Set out the entries below as a Markdown table with the columns No. and Text, giving each row a number and one line, and skip any blank lines. Begin at the first line of the entries and stop after the line that contains "left=65, top=31, right=80, bottom=48".

◆ ◆ ◆ ◆ ◆

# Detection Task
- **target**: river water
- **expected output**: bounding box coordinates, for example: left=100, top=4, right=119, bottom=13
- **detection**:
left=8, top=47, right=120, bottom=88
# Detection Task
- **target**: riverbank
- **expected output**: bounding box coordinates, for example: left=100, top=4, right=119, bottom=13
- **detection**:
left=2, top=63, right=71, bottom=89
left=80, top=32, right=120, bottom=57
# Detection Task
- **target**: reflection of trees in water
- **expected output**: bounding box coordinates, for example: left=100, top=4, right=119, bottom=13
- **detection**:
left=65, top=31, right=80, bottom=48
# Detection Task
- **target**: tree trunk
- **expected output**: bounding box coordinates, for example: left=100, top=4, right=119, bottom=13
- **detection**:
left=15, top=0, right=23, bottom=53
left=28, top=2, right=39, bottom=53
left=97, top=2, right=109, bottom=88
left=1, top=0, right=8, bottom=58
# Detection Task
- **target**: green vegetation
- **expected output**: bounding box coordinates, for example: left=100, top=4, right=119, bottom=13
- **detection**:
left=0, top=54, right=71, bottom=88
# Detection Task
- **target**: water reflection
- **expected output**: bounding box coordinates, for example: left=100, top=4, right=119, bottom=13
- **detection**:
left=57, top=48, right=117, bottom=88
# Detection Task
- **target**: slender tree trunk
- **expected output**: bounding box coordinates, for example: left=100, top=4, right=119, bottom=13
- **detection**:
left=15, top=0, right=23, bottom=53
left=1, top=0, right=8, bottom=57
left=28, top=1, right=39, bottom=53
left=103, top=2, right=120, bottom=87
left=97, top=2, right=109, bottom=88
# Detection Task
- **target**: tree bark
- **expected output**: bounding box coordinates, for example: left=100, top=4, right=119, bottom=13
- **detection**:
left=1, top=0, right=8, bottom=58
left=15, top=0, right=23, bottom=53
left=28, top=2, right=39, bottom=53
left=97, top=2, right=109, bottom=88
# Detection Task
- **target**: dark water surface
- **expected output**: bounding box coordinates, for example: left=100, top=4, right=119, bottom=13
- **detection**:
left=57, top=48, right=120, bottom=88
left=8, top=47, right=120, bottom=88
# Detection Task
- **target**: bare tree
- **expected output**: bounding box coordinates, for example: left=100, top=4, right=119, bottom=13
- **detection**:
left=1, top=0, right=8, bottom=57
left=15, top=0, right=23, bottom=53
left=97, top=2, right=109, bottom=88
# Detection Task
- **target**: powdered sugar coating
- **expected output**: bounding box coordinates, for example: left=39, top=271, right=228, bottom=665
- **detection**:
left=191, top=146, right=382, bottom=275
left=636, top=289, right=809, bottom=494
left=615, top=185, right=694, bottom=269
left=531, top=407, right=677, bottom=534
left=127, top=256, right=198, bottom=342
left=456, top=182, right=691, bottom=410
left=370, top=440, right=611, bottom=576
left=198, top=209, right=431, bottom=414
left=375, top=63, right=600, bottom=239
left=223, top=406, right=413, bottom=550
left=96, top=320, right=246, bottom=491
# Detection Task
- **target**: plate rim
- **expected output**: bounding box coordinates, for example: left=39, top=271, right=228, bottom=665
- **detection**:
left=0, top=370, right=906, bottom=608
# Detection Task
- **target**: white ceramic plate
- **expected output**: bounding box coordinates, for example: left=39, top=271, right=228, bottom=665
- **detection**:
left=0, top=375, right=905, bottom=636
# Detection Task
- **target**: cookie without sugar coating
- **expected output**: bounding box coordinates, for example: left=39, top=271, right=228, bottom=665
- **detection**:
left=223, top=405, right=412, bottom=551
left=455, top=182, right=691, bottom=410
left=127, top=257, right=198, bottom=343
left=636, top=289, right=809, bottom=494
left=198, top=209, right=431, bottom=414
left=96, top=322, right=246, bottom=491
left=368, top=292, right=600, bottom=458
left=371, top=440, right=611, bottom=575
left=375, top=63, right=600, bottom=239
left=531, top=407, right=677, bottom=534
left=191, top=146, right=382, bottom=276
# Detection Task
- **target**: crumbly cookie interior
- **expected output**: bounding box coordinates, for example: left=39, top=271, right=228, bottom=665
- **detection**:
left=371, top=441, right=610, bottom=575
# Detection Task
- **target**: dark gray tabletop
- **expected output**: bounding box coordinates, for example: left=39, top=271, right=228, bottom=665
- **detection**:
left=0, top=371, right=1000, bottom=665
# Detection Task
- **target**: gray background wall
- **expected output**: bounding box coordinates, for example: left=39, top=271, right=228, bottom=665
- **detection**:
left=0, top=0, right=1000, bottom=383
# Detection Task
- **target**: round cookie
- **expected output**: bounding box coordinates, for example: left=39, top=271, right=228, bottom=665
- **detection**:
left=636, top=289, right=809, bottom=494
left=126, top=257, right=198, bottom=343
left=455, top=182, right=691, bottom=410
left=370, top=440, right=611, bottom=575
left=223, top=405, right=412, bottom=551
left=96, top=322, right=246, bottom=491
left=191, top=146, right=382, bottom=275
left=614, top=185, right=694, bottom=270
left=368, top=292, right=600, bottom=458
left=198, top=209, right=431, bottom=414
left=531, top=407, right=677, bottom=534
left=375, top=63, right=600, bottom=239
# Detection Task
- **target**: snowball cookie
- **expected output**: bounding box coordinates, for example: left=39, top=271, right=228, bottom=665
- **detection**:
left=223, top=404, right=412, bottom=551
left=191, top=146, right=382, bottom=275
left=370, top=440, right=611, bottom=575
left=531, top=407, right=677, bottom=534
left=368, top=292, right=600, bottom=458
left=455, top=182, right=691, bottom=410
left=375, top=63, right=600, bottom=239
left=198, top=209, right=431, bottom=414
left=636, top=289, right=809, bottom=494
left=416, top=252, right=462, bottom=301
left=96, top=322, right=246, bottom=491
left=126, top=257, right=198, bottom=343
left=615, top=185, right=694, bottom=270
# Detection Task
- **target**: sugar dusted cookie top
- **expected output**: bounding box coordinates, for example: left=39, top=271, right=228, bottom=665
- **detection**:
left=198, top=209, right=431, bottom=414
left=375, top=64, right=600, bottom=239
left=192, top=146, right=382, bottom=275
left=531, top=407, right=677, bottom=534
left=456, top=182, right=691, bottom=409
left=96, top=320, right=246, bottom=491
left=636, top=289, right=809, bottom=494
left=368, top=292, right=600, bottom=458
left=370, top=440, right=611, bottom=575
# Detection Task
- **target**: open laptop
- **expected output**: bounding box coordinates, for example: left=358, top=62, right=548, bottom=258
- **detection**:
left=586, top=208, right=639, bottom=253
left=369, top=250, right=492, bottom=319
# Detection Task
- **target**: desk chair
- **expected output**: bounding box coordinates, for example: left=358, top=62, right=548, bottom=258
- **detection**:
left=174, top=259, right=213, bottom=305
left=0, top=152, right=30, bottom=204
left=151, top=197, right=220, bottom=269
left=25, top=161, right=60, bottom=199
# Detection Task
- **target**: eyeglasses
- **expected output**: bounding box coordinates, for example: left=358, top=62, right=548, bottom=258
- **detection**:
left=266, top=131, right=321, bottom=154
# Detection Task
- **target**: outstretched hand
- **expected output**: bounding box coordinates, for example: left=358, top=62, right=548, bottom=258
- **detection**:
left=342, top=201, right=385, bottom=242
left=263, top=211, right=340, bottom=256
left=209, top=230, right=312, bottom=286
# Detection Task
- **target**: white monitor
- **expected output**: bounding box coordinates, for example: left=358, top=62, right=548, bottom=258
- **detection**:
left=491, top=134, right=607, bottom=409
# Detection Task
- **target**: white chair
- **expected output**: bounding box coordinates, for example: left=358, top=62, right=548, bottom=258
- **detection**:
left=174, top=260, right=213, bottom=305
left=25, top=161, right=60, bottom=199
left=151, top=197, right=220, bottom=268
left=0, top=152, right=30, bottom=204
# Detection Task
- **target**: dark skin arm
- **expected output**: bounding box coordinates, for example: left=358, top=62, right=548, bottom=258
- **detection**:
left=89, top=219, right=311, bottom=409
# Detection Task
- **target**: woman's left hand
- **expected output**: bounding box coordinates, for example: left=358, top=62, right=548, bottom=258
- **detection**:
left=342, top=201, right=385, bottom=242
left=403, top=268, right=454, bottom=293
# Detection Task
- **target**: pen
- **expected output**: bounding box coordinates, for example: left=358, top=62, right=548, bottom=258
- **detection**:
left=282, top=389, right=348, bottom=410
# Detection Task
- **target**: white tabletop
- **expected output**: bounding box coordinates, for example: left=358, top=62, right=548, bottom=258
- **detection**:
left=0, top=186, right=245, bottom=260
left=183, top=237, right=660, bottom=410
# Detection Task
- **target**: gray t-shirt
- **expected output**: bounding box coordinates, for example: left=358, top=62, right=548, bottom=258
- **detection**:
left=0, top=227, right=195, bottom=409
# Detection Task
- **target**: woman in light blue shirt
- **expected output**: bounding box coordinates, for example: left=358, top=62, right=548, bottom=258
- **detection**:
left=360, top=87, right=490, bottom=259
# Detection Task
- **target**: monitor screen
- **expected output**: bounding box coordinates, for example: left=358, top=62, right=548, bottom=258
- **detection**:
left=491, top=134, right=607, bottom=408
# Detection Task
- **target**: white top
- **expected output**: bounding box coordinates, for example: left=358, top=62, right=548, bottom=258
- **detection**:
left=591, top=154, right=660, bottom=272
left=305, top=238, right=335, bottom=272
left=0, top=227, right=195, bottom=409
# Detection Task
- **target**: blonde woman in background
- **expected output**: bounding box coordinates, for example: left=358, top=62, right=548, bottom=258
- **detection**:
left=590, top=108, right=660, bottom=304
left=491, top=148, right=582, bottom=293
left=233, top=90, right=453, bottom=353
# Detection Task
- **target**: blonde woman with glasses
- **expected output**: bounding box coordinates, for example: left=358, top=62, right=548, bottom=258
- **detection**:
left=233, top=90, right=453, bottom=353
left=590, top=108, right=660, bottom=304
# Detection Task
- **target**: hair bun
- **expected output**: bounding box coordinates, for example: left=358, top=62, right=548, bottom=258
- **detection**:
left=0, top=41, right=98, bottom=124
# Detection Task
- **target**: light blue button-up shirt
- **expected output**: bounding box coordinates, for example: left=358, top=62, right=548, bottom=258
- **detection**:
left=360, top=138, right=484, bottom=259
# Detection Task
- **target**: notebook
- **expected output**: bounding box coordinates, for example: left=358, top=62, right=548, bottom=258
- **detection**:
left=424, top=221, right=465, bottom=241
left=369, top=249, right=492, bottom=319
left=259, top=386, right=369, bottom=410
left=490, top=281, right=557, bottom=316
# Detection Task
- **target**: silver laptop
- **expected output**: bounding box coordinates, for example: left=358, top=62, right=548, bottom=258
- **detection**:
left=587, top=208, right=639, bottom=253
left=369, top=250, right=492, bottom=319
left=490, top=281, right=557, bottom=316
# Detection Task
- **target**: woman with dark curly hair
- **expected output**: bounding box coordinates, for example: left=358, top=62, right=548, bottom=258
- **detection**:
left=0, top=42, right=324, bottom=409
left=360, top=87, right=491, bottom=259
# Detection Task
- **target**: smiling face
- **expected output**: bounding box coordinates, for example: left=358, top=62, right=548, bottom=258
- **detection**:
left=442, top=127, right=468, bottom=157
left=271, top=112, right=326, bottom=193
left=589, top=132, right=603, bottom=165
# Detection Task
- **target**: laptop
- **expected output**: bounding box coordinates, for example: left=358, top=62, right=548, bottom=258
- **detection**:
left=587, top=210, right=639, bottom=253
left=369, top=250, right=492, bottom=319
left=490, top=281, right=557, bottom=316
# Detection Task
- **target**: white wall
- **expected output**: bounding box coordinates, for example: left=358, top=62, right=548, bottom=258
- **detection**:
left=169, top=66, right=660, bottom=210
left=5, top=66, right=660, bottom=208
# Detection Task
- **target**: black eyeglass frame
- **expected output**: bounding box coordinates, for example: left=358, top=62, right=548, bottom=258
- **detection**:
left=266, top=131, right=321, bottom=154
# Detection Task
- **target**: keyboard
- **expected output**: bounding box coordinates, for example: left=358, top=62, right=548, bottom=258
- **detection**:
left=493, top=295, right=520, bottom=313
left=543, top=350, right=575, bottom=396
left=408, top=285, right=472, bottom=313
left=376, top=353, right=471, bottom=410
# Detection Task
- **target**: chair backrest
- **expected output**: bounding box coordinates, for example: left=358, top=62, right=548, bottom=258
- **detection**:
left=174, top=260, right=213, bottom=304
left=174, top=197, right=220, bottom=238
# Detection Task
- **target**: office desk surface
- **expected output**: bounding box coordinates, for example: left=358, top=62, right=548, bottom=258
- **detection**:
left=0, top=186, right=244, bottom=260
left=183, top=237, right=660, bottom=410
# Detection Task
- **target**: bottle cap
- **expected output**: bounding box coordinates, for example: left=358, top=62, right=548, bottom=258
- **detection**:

◆ ◆ ◆ ◆ ◆

FINISHED ANSWER =
| No. | Text |
|---|---|
| 1 | # Detection Task |
| 2 | - **target**: river water |
| 3 | - **expected output**: bounding box coordinates, for example: left=100, top=4, right=119, bottom=13 |
| 4 | - **detection**: |
| 5 | left=8, top=47, right=120, bottom=88 |
| 6 | # Detection Task |
| 7 | - **target**: riverbank |
| 8 | - **expected output**: bounding box coordinates, for example: left=100, top=4, right=119, bottom=13 |
| 9 | - **detection**: |
| 10 | left=2, top=63, right=71, bottom=89 |
| 11 | left=80, top=32, right=120, bottom=57 |
| 12 | # Detection Task |
| 13 | - **target**: reflection of trees in water |
| 14 | - **expected output**: bounding box coordinates, for example: left=100, top=4, right=119, bottom=13 |
| 15 | - **detection**: |
| 16 | left=65, top=31, right=80, bottom=48 |